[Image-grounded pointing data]

◇ ◇ ◇ ◇

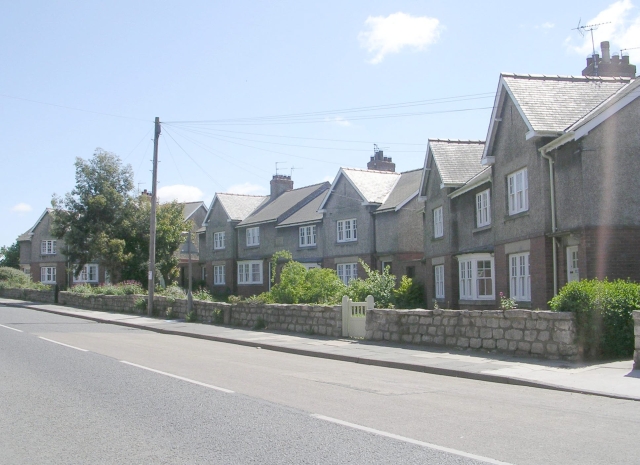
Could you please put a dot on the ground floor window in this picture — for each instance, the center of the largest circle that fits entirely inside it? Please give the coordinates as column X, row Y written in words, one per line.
column 218, row 275
column 476, row 277
column 347, row 272
column 48, row 274
column 250, row 272
column 88, row 274
column 519, row 277
column 438, row 272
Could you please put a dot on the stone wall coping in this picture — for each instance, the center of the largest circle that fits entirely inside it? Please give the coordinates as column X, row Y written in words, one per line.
column 532, row 314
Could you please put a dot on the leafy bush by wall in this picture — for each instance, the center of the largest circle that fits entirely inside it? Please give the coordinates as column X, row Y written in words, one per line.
column 603, row 314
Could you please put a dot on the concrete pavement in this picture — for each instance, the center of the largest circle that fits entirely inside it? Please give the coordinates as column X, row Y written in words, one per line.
column 608, row 379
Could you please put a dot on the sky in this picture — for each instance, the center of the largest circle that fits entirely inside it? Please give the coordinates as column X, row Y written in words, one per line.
column 245, row 89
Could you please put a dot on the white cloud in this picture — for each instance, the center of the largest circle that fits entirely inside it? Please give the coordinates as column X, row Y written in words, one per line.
column 398, row 31
column 340, row 121
column 622, row 30
column 247, row 188
column 21, row 208
column 180, row 192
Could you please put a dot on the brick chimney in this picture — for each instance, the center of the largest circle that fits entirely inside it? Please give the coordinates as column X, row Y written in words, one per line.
column 609, row 66
column 280, row 184
column 380, row 162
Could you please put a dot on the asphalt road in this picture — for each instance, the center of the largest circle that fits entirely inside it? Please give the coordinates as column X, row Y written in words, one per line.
column 122, row 395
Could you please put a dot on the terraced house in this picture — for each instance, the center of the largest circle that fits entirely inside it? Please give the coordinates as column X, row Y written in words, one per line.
column 551, row 196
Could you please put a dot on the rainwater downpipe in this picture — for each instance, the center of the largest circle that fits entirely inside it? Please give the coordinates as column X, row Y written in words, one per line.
column 554, row 228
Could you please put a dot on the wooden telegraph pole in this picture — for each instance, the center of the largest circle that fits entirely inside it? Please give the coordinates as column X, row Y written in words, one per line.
column 152, row 237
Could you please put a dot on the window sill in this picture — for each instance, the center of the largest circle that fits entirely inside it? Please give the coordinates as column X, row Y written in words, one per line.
column 481, row 229
column 516, row 215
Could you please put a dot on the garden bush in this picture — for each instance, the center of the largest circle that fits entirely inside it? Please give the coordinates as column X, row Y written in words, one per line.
column 409, row 294
column 603, row 312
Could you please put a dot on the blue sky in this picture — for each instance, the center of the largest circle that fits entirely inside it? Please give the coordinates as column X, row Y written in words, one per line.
column 226, row 78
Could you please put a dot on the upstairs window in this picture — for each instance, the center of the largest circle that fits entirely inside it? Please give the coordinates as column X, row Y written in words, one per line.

◇ ◇ ◇ ◇

Give the data above again, exactly and completely. No pictures go in.

* **Expected output**:
Could you please put a dot on the ground floor window in this picture — for each instance, the center of the largest circle that fits entirely inside it? Please give the coordinates as column X, row Y written in words, one per line.
column 218, row 275
column 476, row 277
column 347, row 272
column 48, row 274
column 250, row 272
column 88, row 274
column 519, row 277
column 438, row 272
Could you please put a dot on the stone wall coping in this picture — for each instance, the center of the largest circle that fits entirely inside it? Please give the coordinates as column X, row Y written in words, one per line.
column 532, row 314
Could you please put a dot on the leafy bush by wall in this picture — for each instance, the center of the largest circle that fits entirely inside it? Please give the coordinates as column X, row Y written in words, one per line.
column 603, row 314
Could you please put a dot on the concrete pavement in this picture — for each instance, the center of the largest circle that fits entirely inside it? Please give the coordinates as column X, row Y written in words, one per line.
column 608, row 379
Could you please put a dot on the sky in this picture — for each instance, the center of the largest circle that fits entirely inside it? Please give the coordinates as column X, row Y written in words, one per line.
column 245, row 89
Could you please put a dot on the white cloud in this picture — for each instance, the center of the largest circle that fits entirely inside it? Please give the coordinates as column X, row Y written in words, one per line.
column 398, row 31
column 340, row 121
column 622, row 30
column 247, row 188
column 21, row 208
column 180, row 192
Could you please put a dot on the brick chimney in this picture — for each instance, the center of the largest circle that fits entirely inside it? Please give the coordinates as column X, row Y written in words, one per line.
column 609, row 66
column 280, row 184
column 380, row 162
Could you please put a dot on the asphalt road in this picture — for each instance, the center of the largest circle that fits entirely inside it? Please give the coordinates as column X, row Y written in words, one per line.
column 122, row 395
Could you please put a dot on the terraced house in this picture — for each instance, the center of the largest circle that fits entirely inside it? Please give the coordinates as column X, row Y written in words, one per line.
column 551, row 196
Could you please put a dot on the rainwater downpipe in this picture — for each instance, the center of the largest circle that fits entirely inside it? Please give the coordinates as column X, row Y written in words, one per line.
column 554, row 228
Could you please put a dot on the wooden telegraph pole in this picture — for each instance, the center of the largest circle that fits entirely inside it? Please give the coordinates as column X, row Y written in words, one per line.
column 152, row 237
Could you please put a dot on the window sill in this picture — for each instance, the center of the largest circle that fits entirely inside it? Please give the coordinates as column X, row Y written in words, one per line.
column 481, row 229
column 516, row 215
Could you please put a dot on the garden bush in this picture — for each instance, the center of the largest circle that fits entirely inside it? Please give the coordinates as column X, row Y written in words, one per line.
column 409, row 294
column 603, row 312
Could you please put a dot on the blue sky in this picture — for each instance, the center of the largest circle that fits entirely inside it? Please give the coordinates as column X, row Y written in words, one per line.
column 226, row 78
Could you please put a dot on the upstairs window in this picture — for each instance, the center of the largest circle that fits entirely inside it? Please give the coordinates as column X, row Y written in words, one per line.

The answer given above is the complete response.